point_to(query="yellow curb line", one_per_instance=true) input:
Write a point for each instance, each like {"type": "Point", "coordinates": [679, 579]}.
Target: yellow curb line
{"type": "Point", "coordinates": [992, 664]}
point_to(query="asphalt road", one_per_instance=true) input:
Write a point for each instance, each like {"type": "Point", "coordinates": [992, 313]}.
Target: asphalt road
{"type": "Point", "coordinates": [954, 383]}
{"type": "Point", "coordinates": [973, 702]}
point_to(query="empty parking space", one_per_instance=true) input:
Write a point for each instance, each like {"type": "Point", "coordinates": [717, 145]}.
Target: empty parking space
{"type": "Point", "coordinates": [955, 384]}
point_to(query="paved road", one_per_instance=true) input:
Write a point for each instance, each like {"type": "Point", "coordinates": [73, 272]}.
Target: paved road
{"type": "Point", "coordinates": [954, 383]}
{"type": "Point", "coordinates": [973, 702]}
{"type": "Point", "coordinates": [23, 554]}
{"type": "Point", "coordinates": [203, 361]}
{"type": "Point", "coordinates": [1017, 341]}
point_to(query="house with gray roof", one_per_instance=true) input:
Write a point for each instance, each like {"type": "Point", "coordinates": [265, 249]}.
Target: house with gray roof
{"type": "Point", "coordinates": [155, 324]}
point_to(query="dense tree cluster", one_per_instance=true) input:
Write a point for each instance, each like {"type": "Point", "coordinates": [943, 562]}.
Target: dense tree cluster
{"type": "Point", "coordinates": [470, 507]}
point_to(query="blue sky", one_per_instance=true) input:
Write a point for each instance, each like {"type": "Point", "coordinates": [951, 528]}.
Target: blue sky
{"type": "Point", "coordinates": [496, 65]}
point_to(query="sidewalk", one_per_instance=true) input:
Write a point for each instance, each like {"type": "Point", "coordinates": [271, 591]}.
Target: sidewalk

## Problem details
Would you count the lines in the data that contain "sidewalk" and answer with only the number?

## Written answer
2